WRITTEN PROBLEM 1 – In the forum post about the Perl order script, how many order entries does the poster expect for PC-9999?

SOURCE –
So I went hunting, added an extra $row+=1 in early on in the piece in order to see what's going on... and it appears that my duplicate logic is working, to a point - with the additional line increasing my row number, I now get still just the Year and PO number - but I am getting one each for each of the PO's in the DATA. I put an extra few duplicates of the same data in to check - and still only got one copy of each of the Year and PO's... so I guess that's kinda a good thing. Now just need to work out why it's skipping the rest, so now I'm off to go about pulling it apart again to try and work this out...

Scarily, I think I'm starting to enjoy this... lol

[reply]

Alright! Getting somewhere. Worked out part of the issue was based around the location of the WriteExcel block set up to write the Order details - placed it inside the "if (/Distribution--/) {" loop, and it sorted that issue out nicely. Makes sense now that I look back on it, as AFTER that distribution matches, it's finished processing all of the Order header fields - whereas prior to that, the first few times it hit the WriteExcel stuff, it was only partially processed.

So, now it's trimming the Order list down nicely. TOO nicely. On looking back over the data, I noticed that each order had potential of having more than one title - so I was skipping data that should be kept.

So, added in another check on the title, and that's not behaving as expected... of course...

With this latest version, and the example data provided, the output I am expecting is 2 order entries for PC-9999, and 1 for PC-1111. 2 entries for the first, because there are 3 entries, but 2 of those 3 are duplicates (3rd one I added a "2" onto the title to make it different). However, it's only printing out one order for each... and I can't work out why...

Any suggestions on how to track the issue down please?

use strict;
use warnings;
use Data::Dumper;
use Spreadsheet::WriteExcel;

# Place a filename into $recordsFile to read Orders from that file
#  else the Orders below __DATA__ will be used for demo purposes
#my $recordsFile = 'finished_report_sample.txt';
my $recordsFile = '';


my ( @records, @orders );
my $recSeparator = 'Order ID:';

# Orders will initially be array elements 1 .. n in @orders; element 0
+ is initially the first page header
{
    # Set the record separator
    local $/ = $recSeparator;

    # If there's a file name, try to read from that file
    if ($recordsFile) {
        open my $fh, '<', $recordsFile or die $!;
        @records = <$fh>;
        close $fh;
    } # End If
    else {
        @records = <DATA>;
    } # End Else
} # End preparatory loop

# Remove the first page header
shift @records;

# Add Order ID: back into each record for later matching
$_ = "$recSeparator$_" for @records;

########## Added for writing to Excel
# Open a new xls file then create a sheet
my $workbook = Spreadsheet::WriteExcel->new('distlist.xls');
my $worksheet= $workbook->add_worksheet();

# Write headings
$worksheet->write(0,0,'Fiscal Year');
$worksheet->write(0,1,'Vendor');
$worksheet->write(0,2,'PO Number');
$worksheet->write(0,3,'Orderline');
$worksheet->write(0,4,'Title');
$worksheet->write(0,5,'ISBN/ISSN');
$worksheet->write(0,6,'# copies for Title');
$worksheet->write(0,7,'Distribution');
$worksheet->write(0,8,'Date Received');
$worksheet->write(0,9,'Date Loaded');
$worksheet->write(0,10,'Number of Copies');

# Initialise spreadheet counters
my $row=1;
my $column=0;

# Set this up ready for checking for duplicate orders
my $previousOrder="";
my $previousTitle="";

# Iterate through each record (Order)

WRITTEN PROBLEM 2 – Copy out every line of the listing below, but leave the pictures out.

DATA RECORDS –
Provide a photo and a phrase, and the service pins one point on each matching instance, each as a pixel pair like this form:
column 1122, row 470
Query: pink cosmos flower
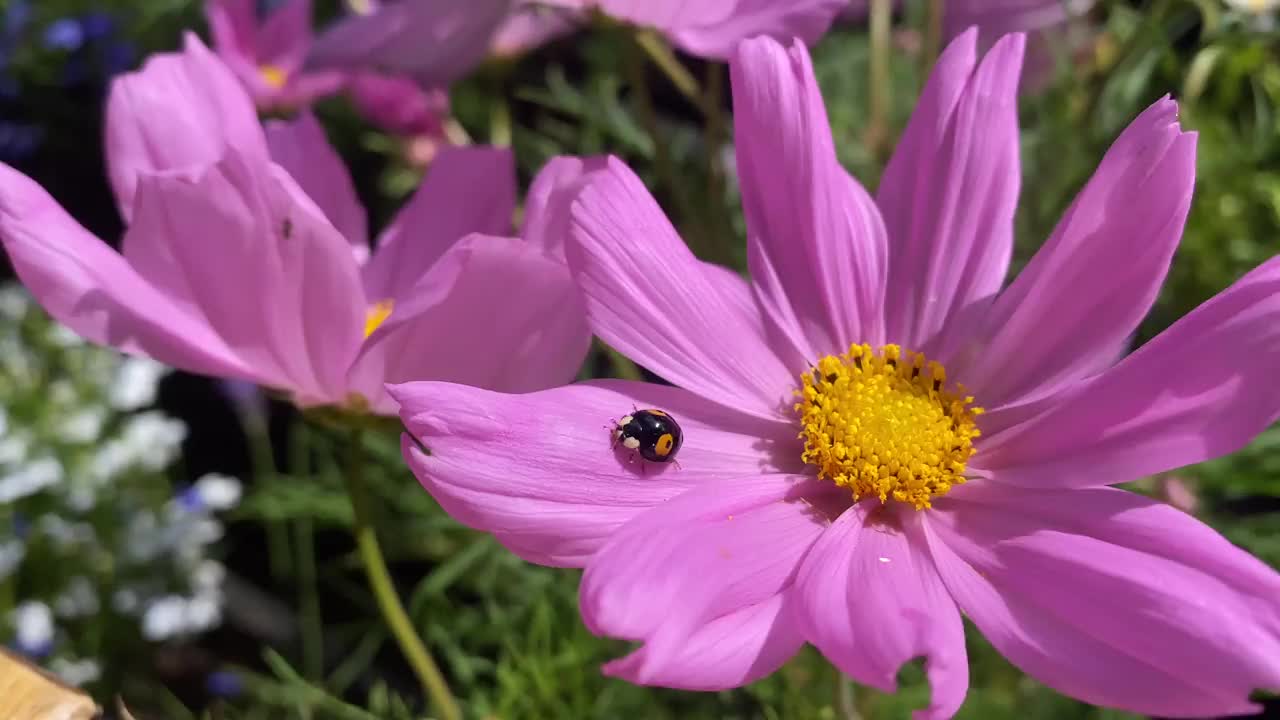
column 711, row 28
column 266, row 53
column 531, row 23
column 247, row 255
column 1052, row 24
column 433, row 41
column 839, row 482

TASK ANSWER 1 – Two.

TASK ANSWER 2 –
Provide a photo and a phrase, and the service pins one point on each matching instance, each as a pixel pair like this form:
column 1122, row 470
Query: pink cosmos flower
column 711, row 28
column 266, row 53
column 531, row 23
column 247, row 255
column 1052, row 24
column 433, row 41
column 839, row 482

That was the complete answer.